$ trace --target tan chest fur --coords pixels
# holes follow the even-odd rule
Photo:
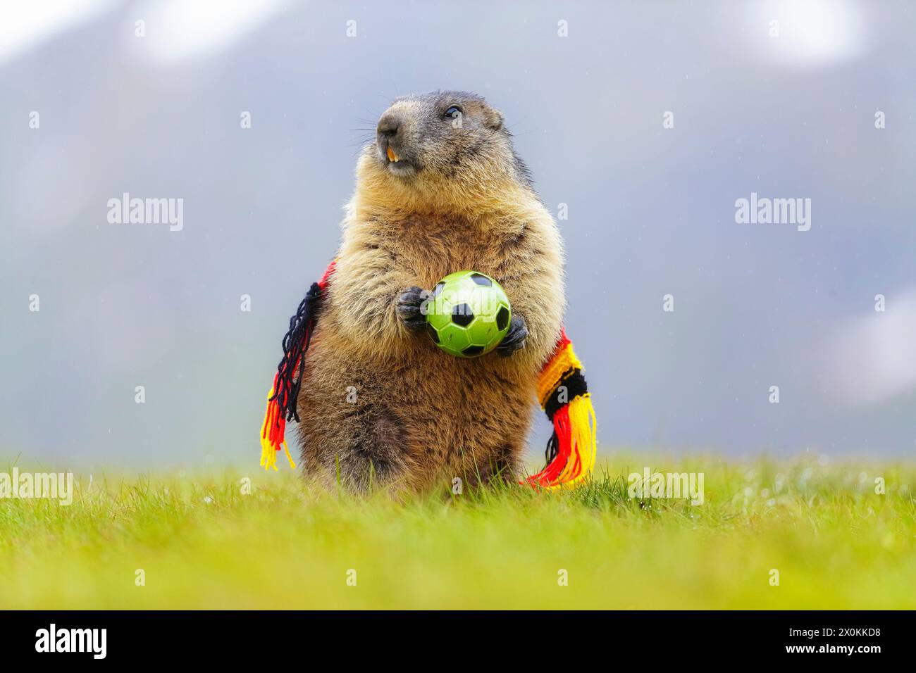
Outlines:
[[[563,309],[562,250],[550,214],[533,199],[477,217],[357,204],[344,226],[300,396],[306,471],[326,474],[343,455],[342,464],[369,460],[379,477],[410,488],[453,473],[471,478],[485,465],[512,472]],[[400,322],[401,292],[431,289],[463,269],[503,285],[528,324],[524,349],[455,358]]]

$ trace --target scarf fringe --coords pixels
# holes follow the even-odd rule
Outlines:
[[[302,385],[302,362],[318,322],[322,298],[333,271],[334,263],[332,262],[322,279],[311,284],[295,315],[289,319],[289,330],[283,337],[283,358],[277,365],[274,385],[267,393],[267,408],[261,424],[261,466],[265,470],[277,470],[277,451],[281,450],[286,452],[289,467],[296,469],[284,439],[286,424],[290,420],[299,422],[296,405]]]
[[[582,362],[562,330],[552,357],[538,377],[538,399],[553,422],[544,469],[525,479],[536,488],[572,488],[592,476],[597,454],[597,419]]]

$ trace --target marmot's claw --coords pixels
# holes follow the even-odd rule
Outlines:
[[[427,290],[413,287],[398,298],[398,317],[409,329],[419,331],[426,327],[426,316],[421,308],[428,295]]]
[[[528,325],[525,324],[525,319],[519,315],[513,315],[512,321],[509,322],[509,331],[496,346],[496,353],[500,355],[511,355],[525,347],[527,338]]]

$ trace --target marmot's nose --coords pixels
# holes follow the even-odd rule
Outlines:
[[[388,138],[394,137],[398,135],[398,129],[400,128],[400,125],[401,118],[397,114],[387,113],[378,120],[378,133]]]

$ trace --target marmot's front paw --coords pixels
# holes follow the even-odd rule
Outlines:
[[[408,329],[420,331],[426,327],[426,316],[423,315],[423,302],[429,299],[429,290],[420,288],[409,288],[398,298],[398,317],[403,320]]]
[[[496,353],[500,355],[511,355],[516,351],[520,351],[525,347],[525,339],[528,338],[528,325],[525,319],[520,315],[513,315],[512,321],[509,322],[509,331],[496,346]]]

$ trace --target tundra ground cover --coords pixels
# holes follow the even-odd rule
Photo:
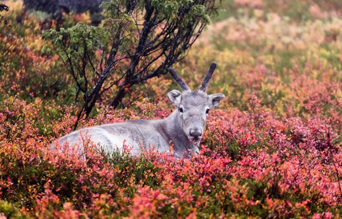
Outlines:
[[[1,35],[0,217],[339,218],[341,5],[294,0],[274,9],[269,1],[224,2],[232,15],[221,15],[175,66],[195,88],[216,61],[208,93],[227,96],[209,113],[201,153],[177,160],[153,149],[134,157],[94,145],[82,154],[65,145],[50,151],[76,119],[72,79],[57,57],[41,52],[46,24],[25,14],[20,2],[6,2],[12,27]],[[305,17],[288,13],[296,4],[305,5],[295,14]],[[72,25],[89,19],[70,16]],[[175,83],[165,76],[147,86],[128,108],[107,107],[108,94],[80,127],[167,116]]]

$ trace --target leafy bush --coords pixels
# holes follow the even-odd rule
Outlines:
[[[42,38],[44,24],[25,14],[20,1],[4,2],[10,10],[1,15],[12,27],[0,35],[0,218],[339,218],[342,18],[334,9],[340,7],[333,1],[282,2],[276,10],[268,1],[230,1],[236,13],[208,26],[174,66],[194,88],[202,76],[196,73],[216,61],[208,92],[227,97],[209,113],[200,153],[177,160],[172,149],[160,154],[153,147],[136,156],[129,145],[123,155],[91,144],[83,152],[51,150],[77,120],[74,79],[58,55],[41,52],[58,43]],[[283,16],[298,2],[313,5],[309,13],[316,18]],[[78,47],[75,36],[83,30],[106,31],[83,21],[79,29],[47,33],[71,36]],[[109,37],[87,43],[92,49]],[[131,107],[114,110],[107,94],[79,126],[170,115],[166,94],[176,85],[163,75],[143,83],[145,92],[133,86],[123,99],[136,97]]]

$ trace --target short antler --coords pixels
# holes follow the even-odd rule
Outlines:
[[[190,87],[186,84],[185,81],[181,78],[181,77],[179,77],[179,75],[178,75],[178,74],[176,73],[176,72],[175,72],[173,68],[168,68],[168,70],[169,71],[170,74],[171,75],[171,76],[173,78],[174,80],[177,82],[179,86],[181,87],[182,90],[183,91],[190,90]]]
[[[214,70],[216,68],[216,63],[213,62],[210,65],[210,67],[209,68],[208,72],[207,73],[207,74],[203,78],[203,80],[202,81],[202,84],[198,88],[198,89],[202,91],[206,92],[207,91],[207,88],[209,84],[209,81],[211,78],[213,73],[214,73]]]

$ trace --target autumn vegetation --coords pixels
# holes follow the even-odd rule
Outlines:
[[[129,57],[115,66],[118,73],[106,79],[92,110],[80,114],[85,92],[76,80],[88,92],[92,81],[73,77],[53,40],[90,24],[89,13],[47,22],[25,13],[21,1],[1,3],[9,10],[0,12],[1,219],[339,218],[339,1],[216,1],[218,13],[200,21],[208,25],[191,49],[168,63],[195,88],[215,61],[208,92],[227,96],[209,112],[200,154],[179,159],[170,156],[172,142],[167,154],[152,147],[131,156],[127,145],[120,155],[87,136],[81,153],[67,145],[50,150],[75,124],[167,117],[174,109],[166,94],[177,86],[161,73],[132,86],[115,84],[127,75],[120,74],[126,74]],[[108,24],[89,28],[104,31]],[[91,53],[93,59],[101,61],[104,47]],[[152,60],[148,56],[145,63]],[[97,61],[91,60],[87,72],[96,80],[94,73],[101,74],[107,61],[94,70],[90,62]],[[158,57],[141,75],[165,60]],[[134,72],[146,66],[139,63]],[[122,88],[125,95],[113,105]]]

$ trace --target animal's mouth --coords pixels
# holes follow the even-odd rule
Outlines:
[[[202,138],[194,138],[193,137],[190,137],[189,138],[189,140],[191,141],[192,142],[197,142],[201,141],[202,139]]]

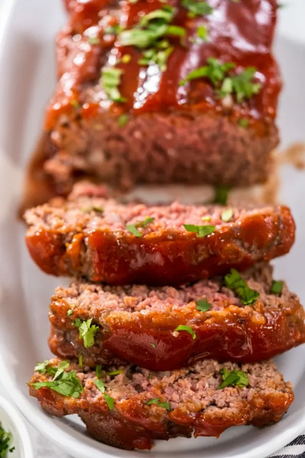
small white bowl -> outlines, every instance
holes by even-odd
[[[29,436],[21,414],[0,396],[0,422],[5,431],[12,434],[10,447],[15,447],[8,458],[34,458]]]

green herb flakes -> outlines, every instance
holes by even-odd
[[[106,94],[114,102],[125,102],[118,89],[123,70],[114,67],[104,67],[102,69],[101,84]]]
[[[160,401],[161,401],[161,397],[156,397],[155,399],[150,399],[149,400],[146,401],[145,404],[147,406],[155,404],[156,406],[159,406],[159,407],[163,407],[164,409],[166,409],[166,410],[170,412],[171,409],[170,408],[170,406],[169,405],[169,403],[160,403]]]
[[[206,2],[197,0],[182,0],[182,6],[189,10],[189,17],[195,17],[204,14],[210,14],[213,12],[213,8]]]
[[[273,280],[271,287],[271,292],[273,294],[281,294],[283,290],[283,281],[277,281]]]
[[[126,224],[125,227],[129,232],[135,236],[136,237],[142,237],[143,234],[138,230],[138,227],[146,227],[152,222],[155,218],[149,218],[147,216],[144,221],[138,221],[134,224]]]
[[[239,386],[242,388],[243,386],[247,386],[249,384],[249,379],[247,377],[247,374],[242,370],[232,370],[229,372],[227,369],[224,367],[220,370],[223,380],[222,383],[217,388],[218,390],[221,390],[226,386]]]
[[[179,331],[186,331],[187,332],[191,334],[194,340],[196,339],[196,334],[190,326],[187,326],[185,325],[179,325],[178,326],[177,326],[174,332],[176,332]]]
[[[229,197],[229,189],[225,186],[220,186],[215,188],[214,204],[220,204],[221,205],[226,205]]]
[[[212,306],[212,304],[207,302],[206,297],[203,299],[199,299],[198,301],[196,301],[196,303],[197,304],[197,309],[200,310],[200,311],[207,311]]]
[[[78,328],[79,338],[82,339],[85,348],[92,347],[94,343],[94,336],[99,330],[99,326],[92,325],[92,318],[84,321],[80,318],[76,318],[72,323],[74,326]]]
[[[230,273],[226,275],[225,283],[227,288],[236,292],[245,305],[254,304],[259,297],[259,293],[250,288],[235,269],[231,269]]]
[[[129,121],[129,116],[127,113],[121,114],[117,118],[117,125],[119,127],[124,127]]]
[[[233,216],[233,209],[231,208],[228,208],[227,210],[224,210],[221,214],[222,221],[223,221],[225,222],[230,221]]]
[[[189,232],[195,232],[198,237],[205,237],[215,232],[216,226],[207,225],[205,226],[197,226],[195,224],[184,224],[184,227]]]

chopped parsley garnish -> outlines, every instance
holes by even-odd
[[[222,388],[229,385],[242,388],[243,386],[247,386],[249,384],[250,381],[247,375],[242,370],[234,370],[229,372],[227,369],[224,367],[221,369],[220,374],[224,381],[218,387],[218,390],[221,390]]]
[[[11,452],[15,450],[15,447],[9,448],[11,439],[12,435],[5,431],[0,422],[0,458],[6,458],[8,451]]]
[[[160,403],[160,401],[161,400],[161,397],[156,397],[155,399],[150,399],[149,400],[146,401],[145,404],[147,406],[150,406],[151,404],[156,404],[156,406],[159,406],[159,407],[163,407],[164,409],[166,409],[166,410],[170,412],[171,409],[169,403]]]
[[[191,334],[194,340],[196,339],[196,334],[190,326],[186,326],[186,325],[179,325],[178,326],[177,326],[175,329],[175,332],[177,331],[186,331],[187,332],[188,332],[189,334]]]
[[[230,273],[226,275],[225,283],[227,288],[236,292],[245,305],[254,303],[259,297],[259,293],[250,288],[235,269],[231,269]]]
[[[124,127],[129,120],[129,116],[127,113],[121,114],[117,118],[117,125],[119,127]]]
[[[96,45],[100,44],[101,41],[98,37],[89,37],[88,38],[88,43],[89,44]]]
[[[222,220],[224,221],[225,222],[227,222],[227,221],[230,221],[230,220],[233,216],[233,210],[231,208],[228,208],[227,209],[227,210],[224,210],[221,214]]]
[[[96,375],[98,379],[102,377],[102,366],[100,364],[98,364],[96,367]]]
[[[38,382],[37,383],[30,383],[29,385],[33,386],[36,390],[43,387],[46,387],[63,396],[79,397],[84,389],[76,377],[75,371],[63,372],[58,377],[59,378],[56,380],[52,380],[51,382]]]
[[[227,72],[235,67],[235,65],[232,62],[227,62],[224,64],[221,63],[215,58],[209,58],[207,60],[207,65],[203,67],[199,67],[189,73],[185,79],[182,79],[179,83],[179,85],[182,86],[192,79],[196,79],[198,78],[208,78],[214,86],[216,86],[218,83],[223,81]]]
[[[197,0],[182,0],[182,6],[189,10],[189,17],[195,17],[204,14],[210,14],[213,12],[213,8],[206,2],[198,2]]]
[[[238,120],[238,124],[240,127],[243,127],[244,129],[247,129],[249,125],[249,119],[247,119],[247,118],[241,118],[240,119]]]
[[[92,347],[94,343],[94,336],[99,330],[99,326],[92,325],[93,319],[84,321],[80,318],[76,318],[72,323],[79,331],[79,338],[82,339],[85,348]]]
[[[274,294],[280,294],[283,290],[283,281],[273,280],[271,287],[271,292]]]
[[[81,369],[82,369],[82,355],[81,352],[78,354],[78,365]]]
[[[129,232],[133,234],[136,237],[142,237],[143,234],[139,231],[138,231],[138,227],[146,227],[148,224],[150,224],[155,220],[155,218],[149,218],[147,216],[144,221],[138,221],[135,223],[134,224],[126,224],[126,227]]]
______________________________
*Task to carry out*: Gather every line from the items above that contains the string "coords".

*Output*:
$ trace --target tan chest fur --coords pixels
$ trace --target scarf fringe --coords pixels
$ trace --target marmot's claw --coords pixels
$ trace --target marmot's nose --coords pixels
$ trace --target marmot's front paw --coords pixels
$ trace --target tundra ground cover --coords pixels
$ trace --target leafy bush --coords pixels
$ trace --target short antler --coords pixels
$ trace --target autumn vegetation --coords pixels
$ trace --target animal's mouth --coords pixels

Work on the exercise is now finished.